** Source extract **
Patients in the high ApoC3 group exhibited significantly worse clinical scores upon admission. Specifically, they showed lower GCS scores (p = 0.001), higher WFNS grades (p = 0.004), higher mFS scores (p = 0.006), and higher mGS scores (p = 0.006). Moreover, patients with elevated ApoC3 experienced significantly longer NSICU stays (p = 0.018) and longer durations of mechanical ventilation (p = 0.021). Regarding surgical interventions, no significant differences existed between the two groups in the rates of coiling, clipping, or LD/EVD drainage. However, patients undergoing decompression were significantly more likely to have elevated ApoC3 (p = 0.015). CSF analysis revealed significantly increased glucose, protein, and Cl⁻ levels in the high ApoC3 group. Notably, the high ApoC3 group exhibited significantly worse 3-month functional outcomes (p < 0.001). Additionally, complications such as delayed infarction (p = 0.001) and hydrocephalus (p = 0.012) occurred significantly more often in the high ApoC3 group.

Three months post-discharge, the proportion of patients with poor outcomes (mRS 3–6) decreased from 96.9% at discharge to 47.6% at 3 months (Figure 3A). However, patients in the high ApoC3 group (CSF ApoC3 >4,463 ng/mL) had consistently poor mRS scores at discharge, with 100% scoring 3–6 (Figure 3B). Even after 3 months of rehabilitation, poor outcomes remained prevalent (83.3%) in the high ApoC3 group, while decreasing to 25.6% in the low ApoC3 group (Figure 3C).

** Given information **
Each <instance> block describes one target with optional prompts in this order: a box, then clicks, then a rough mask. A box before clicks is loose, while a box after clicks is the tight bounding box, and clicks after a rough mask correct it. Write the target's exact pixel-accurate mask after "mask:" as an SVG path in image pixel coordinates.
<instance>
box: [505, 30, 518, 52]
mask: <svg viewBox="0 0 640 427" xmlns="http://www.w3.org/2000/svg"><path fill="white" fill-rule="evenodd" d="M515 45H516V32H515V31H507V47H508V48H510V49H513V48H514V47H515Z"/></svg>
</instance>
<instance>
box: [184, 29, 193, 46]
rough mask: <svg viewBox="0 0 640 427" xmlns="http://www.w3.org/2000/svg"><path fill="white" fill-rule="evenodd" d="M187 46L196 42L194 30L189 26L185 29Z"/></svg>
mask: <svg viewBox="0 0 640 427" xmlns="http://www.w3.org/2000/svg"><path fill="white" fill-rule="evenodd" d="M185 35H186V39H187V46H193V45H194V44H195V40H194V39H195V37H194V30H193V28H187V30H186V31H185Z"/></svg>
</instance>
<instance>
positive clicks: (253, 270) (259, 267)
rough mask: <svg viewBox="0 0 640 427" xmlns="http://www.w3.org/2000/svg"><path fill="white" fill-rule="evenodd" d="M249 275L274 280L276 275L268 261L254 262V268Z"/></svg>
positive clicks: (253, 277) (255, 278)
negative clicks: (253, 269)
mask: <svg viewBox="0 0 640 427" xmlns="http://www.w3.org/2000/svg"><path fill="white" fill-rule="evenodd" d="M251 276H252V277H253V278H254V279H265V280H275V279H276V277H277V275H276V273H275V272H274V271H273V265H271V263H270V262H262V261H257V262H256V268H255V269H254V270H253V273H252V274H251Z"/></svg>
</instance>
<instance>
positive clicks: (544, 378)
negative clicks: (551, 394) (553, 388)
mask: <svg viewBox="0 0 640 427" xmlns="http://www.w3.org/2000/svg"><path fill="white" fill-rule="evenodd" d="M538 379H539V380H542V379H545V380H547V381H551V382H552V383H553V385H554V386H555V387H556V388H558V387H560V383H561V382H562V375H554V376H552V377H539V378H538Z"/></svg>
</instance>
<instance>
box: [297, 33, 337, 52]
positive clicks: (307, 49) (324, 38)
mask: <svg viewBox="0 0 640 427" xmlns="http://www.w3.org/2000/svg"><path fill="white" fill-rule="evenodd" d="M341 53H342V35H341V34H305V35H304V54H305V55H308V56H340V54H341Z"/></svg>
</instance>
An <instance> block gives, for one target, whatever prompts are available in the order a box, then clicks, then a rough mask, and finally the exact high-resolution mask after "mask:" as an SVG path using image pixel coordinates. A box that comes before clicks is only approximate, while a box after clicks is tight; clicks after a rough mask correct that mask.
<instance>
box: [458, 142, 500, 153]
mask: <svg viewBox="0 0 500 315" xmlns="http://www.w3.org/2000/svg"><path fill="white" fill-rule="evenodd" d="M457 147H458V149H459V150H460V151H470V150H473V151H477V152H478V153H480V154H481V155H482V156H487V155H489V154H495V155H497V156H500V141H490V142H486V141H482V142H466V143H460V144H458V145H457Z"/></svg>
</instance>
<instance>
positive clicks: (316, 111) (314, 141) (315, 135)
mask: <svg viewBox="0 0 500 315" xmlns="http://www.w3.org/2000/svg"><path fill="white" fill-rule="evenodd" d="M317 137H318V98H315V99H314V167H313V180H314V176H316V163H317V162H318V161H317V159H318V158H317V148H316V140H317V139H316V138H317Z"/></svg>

** What to do **
- 1) List the four clinical scores in the ApoC3 results passage on which the high ApoC3 group did significantly worse at admission, each with its p value.
- 2) Rewrite the ApoC3 results passage starting with "Three months post-discharge, the" and going on through "group (Figure 3C).", swapping "rehabilitation" for "recovery".

** Results of the tasks **
- 1)
GCS scores (lower), p = 0.001
WFNS grades (higher), p = 0.004
mFS scores (higher), p = 0.006
mGS scores (higher), p = 0.006

- 2)
Three months post-discharge, the proportion of patients with poor outcomes (mRS 3–6) decreased from 96.9% at discharge to 47.6% at 3 months (Figure 3A). However, patients in the high ApoC3 group (CSF ApoC3 >4,463 ng/mL) had consistently poor mRS scores at discharge, with 100% scoring 3–6 (Figure 3B). Even after 3 months of recovery, poor outcomes remained prevalent (83.3%) in the high ApoC3 group, while decreasing to 25.6% in the low ApoC3 group (Figure 3C).